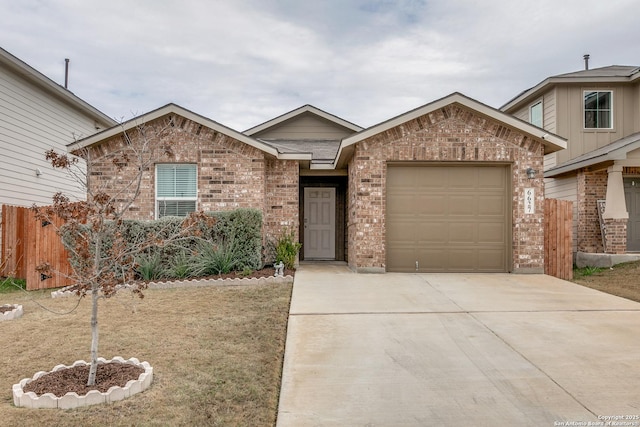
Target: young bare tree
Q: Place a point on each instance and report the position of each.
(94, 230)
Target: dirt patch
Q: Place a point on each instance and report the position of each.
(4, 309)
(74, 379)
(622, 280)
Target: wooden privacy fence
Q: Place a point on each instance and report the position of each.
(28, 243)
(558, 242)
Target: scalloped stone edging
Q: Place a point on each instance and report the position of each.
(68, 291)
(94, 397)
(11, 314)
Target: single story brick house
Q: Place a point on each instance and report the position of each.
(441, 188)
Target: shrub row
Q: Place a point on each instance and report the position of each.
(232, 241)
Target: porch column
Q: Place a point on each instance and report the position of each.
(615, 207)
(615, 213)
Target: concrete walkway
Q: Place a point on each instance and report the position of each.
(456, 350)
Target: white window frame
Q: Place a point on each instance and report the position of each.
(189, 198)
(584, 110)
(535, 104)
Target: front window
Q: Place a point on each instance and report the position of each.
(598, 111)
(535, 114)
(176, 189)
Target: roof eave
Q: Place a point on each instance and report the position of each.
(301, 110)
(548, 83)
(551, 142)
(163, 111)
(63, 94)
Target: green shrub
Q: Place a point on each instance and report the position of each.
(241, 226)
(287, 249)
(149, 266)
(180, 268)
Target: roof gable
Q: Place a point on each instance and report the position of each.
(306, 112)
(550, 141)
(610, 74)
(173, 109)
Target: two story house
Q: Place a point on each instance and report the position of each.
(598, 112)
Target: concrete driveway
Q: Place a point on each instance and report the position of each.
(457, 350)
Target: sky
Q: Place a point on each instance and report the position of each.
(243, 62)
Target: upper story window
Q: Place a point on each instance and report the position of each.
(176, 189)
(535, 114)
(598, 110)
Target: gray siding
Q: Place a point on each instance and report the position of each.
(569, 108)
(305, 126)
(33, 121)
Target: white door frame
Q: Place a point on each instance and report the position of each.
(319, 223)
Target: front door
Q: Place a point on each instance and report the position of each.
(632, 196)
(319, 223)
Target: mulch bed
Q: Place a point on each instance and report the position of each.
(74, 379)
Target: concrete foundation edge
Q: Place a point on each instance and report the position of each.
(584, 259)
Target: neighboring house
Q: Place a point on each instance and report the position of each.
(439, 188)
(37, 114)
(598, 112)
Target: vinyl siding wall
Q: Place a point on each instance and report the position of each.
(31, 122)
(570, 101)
________________________________________
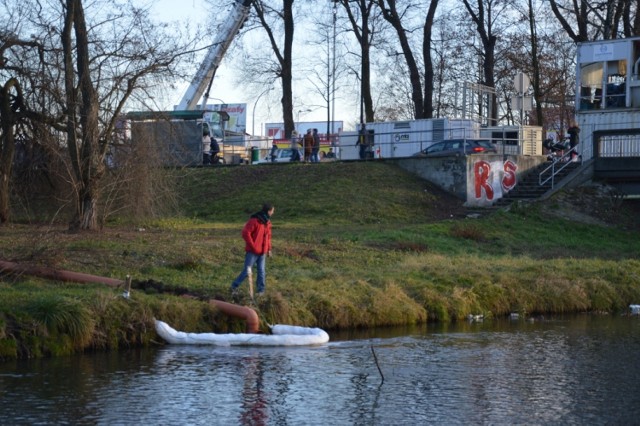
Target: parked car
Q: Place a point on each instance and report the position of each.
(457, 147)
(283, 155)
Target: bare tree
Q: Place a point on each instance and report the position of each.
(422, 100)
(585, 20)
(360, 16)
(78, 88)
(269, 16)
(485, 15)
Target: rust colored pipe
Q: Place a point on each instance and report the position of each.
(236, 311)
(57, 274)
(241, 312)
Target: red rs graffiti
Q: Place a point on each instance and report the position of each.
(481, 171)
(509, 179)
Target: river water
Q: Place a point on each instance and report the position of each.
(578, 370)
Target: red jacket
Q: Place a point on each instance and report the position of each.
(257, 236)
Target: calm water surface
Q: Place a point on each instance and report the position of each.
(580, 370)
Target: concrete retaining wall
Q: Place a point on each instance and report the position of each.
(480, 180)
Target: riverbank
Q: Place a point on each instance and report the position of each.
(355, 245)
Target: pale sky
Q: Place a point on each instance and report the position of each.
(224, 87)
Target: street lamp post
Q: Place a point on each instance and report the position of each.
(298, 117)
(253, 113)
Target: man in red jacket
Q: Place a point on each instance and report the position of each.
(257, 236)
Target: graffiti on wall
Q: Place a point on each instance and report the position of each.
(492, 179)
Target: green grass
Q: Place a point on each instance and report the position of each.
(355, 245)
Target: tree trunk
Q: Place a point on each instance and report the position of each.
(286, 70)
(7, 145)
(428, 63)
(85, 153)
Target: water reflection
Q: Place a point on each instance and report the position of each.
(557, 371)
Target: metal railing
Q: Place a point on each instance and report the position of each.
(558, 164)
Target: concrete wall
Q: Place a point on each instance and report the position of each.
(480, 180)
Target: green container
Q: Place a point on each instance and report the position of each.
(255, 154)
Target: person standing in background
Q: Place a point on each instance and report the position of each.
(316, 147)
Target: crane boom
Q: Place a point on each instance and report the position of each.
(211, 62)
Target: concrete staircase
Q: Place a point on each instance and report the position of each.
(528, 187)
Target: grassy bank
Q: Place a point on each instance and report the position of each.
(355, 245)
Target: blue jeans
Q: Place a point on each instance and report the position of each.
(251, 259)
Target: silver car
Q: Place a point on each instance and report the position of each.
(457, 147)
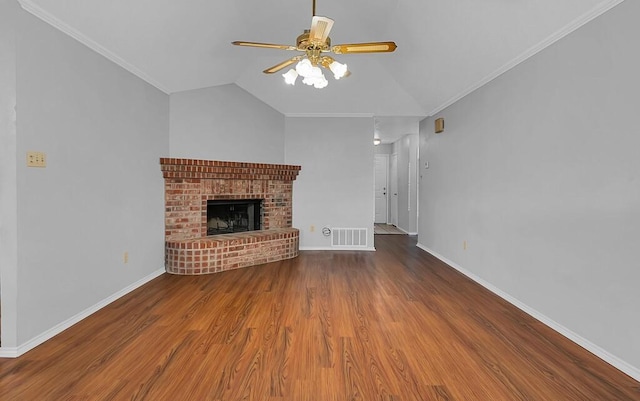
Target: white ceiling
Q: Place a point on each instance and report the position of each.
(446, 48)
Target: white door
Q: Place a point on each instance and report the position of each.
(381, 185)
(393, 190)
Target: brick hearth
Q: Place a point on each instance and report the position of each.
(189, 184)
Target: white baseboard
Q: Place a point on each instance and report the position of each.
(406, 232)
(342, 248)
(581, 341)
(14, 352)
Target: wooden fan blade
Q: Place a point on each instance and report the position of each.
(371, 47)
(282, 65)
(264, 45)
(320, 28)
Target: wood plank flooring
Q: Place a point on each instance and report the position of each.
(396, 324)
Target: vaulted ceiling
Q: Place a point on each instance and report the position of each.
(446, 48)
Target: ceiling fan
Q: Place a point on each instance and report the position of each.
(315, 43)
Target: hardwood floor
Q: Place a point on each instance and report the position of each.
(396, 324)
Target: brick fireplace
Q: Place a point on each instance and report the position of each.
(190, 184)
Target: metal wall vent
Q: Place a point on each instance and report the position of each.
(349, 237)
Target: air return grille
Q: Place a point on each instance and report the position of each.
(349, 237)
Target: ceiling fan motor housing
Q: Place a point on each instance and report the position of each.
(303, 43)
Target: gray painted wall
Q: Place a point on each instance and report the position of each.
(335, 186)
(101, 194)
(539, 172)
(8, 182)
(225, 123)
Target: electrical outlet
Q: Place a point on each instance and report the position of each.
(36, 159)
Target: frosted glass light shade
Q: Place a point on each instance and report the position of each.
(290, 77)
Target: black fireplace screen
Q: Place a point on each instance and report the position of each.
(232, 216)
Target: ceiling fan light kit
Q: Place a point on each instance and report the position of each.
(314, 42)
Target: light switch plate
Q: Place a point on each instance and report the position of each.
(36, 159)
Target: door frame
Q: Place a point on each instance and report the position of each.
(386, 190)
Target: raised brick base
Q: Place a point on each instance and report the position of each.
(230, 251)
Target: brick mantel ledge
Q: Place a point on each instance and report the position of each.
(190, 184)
________________________________________
Set down, from the entries above, exactly the lines from the one with "Target: vaulted ceiling" up to and including the one with "Target: electrical outlet", and no other lines.

Target: vaulted ceiling
Q: Place a point on each instance and report the position of each.
(446, 48)
Target: ceiling fan
Q: Place a point on each instance and report the position of each.
(315, 43)
Target: hardwood floor
Q: Place a point on each instance and report the position of each.
(396, 324)
Target: brick fireplace
Q: Place a point on each instance and report the position of each.
(190, 184)
Target: metal wall vent
Q: Place a point on each instance and report the position of each.
(349, 237)
Target: air return grille
Q: Place a point on each instance and report the position of each.
(349, 237)
Target: ceiling fan motor housing
Q: Place a point on each instance and report the position of each.
(303, 43)
Target: gray painted wall
Q: Place a point on each instance and report the position of each.
(335, 186)
(101, 194)
(539, 172)
(8, 182)
(225, 123)
Target: electrical outlet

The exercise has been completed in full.